Page.
--
Want a beefed-up gaming or video-editing PC with dual Intel Xeon processors for under $200? The parts are out there, but finding and putting them together could prove difficult. This article covers what parts to look out for, and where to find disused server hardware that will make for an excellent gaming platform or workstation.
Unfortunately, there are some caveats. First, these are older server processors, which means they need older motherboards and special RAM. While cheap, they’ve likely suffered years of heavy use, leading to wear and tear. Their long-term reliability might not be worthwhile. Second, if you want performance comparable to today’s desktop systems, you’ll need to use a dual-CPU motherboard (which isn’t the same as a dual-core CPU).
Linus, from Linus’s TechTips, created a video on the subject:
While Linus uses a grittier approach (he doesn’t even bother with a case), I have some additional tips on building your own rig from moldering, throw-away server components.
The DIY Junkatron Parts
The easiest method of rolling your own PC from server parts is to buy an entire server. An entire server offers 100% part compatibility (the biggest concern and issue), as well as overall cheaper cost. On the downside, shipping can be really expensive, and it’ll restrict your choice of graphics card. If any component fails, the server might also require proprietary replacement components. Most users, without access to a disused server, will probably end up buying the parts à la carte.
The five most important components — in order of importance — are the motherboard, the case, the RAM, the power supply, and the Central Processing Unit (CPU). While all of these parts are important to performance and inter-component compatibility, I list the CPU last because once you’ve picked the other components, the CPU becomes more of an afterthought.
The graphics card is the only part we don’t tackle, as server machines typically don’t have discrete cards – but you can read about how to pick the best GPU for your system, then purchase either new or used, using the notes in this guide that restrict your choice (such as motherboard and case size). Keep in mind that a decent GPU will cost more than the entire system. Something along the lines of a NVIDIA GTX 750Ti is probably the most suitable option, since it’s power efficient, inexpensive, and easy to fit in most cases, though you could also go with an AMD Radeon R7 360 and not lose any sleep over it.
--
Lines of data

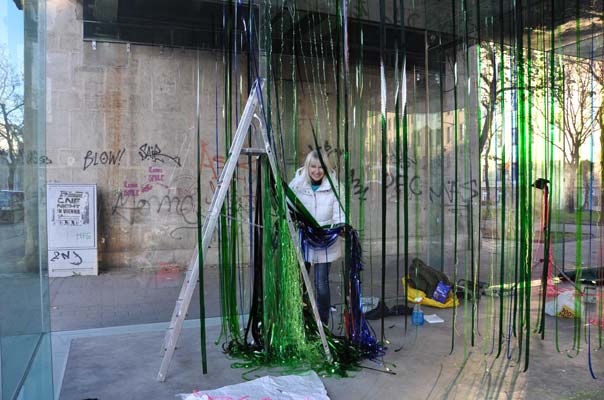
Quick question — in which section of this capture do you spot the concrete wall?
[46,0,478,268]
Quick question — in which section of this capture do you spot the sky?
[0,0,24,75]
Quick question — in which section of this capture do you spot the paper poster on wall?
[46,183,98,277]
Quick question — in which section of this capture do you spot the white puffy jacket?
[289,168,344,264]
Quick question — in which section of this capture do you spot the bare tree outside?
[553,57,602,212]
[0,47,24,190]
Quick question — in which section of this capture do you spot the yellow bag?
[402,278,459,308]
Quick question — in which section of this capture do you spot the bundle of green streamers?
[222,159,362,376]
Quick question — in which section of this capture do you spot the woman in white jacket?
[289,150,344,325]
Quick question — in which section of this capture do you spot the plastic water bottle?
[411,297,424,326]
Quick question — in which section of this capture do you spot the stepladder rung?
[157,81,332,381]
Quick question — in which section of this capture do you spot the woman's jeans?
[315,263,331,325]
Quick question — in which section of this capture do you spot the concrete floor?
[59,289,604,400]
[50,233,604,400]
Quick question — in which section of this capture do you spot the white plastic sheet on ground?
[179,371,329,400]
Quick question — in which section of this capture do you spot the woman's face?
[308,160,325,182]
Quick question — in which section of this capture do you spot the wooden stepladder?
[157,80,332,382]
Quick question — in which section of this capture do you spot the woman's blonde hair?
[303,150,332,183]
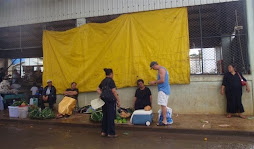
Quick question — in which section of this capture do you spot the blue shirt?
[157,67,170,95]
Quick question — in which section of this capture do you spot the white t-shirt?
[30,86,38,95]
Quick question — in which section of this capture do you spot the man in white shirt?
[30,83,39,96]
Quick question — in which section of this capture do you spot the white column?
[76,18,86,27]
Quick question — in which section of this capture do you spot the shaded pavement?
[0,121,254,149]
[0,110,254,136]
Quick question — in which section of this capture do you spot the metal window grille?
[188,1,249,74]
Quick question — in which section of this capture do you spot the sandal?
[227,114,232,118]
[108,135,117,138]
[101,132,106,137]
[239,114,246,119]
[157,122,168,126]
[56,114,63,119]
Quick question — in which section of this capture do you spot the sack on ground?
[58,96,76,115]
[158,107,173,124]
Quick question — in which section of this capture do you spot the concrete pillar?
[76,18,86,27]
[246,0,254,113]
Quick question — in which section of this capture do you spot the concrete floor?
[0,110,254,134]
[0,121,254,149]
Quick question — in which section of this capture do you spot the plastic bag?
[58,96,76,115]
[0,96,4,111]
[158,107,173,124]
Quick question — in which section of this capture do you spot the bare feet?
[239,114,246,119]
[108,135,117,138]
[101,132,106,137]
[227,114,232,118]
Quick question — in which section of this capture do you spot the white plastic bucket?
[29,98,38,106]
[8,106,19,117]
[18,106,28,118]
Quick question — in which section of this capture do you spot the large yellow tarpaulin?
[43,8,190,93]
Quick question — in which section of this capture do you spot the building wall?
[0,0,238,27]
[57,75,254,115]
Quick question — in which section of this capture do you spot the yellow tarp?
[43,8,190,93]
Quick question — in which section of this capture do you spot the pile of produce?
[29,107,56,119]
[115,108,133,124]
[12,100,27,106]
[115,115,127,124]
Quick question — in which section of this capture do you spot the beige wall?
[58,75,254,115]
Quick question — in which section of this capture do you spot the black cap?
[150,61,158,69]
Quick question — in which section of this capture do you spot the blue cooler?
[130,110,153,125]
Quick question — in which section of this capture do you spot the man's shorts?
[158,91,169,106]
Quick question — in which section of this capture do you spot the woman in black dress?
[221,65,250,118]
[97,68,120,137]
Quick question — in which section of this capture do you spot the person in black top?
[64,82,79,100]
[134,79,152,110]
[0,68,5,83]
[41,80,56,110]
[221,65,250,118]
[56,82,79,118]
[97,68,120,137]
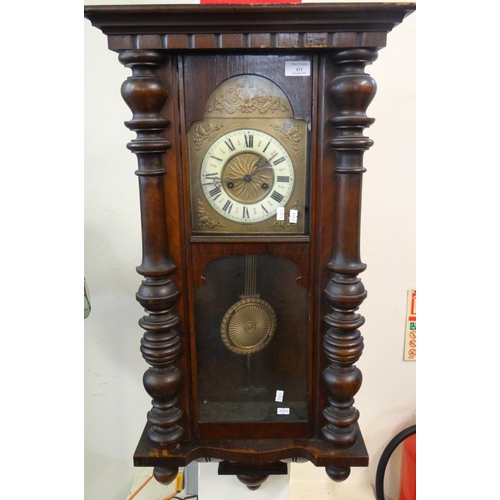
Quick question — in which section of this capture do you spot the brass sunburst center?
[222,153,274,204]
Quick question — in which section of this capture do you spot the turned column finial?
[322,48,377,481]
[119,50,185,484]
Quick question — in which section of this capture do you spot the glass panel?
[195,255,309,422]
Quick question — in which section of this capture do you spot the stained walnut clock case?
[85,3,415,489]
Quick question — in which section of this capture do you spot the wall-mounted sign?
[404,290,417,361]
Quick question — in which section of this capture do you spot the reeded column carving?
--
To do.
1 > List the five most important components, in the order of importance given in the article on building a PC from server parts.
2 > Carry on the article on building a PC from server parts, starting after its last sentence.

Answers for the tasks.
1 > motherboard, case, RAM, power supply, Central Processing Unit (CPU)

2 >
Selecting the right motherboard determines the rest of your build, including the case, power supply, RAM, and the CPU. The primary advantage of choosing an older server motherboard is that it may include two CPU sockets, instead of the standard single socket on an ATX desktop motherboard. Don’t confuse the CPU count with the number of processor cores. Server motherboards can offer two physical processors which boosts performance in games using the upcoming DirectX 12 (DX12) Application Programming Interface (API), which more efficiently uses multiple processing cores. If DX12 or AMD’s Mantle is used in future games, an 8-core Intel system could provide performance on par with, or superior to, today’s latest two and four core processors.
However, before you pick a processor, you must first choose the motherboard, which determines the processor socket compatibility. As far as manufacturers go, Supermicro is highly recommended – they tend to offer better operating system compatibility and often work with Linux and Windows 7. Many are even upgradeable to Windows 10. However, there’s a lot of Supermicro boards out there, with differing CPU sockets. A CPU socket determines the kind of processor that you can use.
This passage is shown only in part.